▸ **EXERCICE PROPOSÉ**
Rassemble toutes les lignes des items ci-dessous qui contiennent la chaîne « Target ».

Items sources
_ _ _ _ _ _ _
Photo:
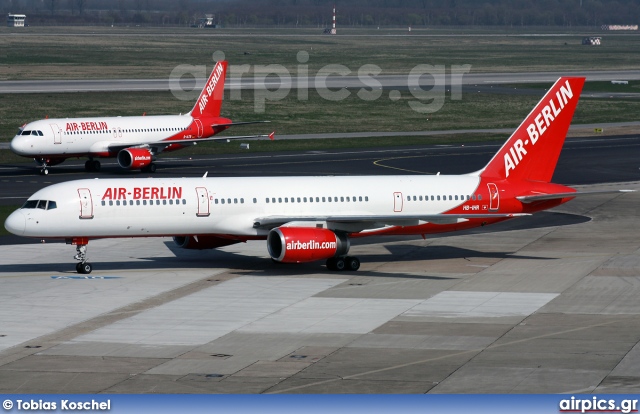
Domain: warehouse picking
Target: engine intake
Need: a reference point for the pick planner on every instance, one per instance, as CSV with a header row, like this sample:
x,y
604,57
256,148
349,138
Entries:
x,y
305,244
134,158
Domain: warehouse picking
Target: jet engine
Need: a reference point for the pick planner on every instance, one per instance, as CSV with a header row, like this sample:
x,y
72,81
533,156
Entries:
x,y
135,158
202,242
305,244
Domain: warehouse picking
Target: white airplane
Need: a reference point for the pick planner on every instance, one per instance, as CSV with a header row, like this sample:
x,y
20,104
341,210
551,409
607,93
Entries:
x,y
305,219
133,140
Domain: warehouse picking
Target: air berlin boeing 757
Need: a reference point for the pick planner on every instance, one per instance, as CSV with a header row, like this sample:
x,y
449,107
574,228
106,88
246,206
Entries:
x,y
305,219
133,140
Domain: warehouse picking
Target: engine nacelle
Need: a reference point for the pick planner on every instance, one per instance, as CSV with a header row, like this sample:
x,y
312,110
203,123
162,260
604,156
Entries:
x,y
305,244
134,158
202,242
_ _ _ _ _ _ _
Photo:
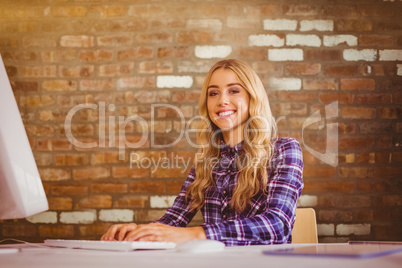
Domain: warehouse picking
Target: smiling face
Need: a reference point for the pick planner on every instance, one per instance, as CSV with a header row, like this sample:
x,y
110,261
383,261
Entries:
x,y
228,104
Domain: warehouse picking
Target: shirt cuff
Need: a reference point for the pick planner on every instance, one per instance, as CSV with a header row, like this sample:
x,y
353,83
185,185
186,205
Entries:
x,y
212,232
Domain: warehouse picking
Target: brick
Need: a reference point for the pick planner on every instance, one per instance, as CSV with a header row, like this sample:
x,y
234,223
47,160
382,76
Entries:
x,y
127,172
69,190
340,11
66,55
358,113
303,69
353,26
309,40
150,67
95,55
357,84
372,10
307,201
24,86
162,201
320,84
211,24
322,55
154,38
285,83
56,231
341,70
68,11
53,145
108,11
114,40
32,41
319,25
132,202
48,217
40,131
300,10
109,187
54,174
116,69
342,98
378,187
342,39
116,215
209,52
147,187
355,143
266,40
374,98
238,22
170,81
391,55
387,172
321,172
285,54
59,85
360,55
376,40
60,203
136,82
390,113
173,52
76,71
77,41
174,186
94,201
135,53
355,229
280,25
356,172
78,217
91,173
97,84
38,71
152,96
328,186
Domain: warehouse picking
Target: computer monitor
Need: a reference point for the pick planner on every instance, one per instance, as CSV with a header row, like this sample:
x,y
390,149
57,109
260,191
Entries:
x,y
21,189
_ _ _ _ _ _ _
▸ **RÉSULTAT DE L'EXERCICE**
Target: engine intake
Target: jet engine
Target: white airplane
Target: air berlin boeing 757
Target: engine nacelle
Target: smiling face
Target: shirt cuff
Target: brick
Target: computer monitor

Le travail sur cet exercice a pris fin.